**PROBLEM REQUIREMENTS**: Set down, word for word, the stretch of lines from the one containing "Target: bride's bare shoulder" to the end of the records below.

**DATA EXTRACT**:
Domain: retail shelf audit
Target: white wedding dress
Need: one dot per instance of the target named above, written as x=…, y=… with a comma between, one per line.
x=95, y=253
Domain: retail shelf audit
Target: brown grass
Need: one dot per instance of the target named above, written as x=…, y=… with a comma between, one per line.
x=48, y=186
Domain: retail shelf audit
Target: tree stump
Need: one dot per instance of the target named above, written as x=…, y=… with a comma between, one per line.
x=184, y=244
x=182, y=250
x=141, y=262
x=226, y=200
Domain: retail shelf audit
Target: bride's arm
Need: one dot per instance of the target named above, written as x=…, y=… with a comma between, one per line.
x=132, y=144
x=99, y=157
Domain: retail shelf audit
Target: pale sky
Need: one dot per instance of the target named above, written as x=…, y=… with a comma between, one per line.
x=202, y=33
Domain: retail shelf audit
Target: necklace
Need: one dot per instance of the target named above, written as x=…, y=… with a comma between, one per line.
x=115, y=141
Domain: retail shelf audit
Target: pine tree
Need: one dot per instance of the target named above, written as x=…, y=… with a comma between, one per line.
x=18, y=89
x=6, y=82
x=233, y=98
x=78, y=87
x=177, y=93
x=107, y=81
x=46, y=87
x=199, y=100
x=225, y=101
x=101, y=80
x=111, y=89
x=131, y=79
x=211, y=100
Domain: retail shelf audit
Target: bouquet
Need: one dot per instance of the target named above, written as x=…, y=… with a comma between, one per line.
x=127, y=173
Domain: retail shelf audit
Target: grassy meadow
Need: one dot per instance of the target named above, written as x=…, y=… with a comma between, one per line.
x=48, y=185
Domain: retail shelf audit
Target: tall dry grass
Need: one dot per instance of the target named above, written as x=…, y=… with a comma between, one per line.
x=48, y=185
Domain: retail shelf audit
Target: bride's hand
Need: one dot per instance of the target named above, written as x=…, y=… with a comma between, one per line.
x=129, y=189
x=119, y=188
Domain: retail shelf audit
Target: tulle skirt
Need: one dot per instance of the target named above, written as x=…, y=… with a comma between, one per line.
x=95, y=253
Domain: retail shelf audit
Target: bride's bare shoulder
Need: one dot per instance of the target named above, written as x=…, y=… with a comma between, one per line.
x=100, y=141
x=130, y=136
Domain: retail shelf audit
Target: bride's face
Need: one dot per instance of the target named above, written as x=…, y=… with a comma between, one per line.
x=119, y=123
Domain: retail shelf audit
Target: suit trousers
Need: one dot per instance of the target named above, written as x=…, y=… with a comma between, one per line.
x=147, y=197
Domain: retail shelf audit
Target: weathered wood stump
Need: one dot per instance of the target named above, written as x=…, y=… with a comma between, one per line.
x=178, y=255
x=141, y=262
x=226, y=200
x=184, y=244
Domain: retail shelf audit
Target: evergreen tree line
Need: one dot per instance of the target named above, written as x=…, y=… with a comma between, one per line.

**EXERCISE OUTPUT**:
Target: bride's bare shoulder
Need: one dot per instance of the target named above, written as x=…, y=… with a comma between, one per line.
x=100, y=141
x=130, y=136
Domain: retail shelf audit
Target: bride's face
Need: one dot per instance of the target named above, written as x=…, y=… with a comma between, one per line.
x=119, y=123
Domain: retail shelf audit
Target: suit trousers
Need: one dot per instance of the target named above, written as x=…, y=… with a comma between, one per line.
x=147, y=197
Domain: retail shelf audit
Target: weathered wood stump
Need: one dot per instance of the target named above, written as x=…, y=… with a comma between, one per line.
x=178, y=255
x=141, y=262
x=226, y=200
x=184, y=244
Domain: retail shelf audit
Target: evergreen tree line
Need: one dot per instance of the target named above, written as x=…, y=… with a comma between, one per line.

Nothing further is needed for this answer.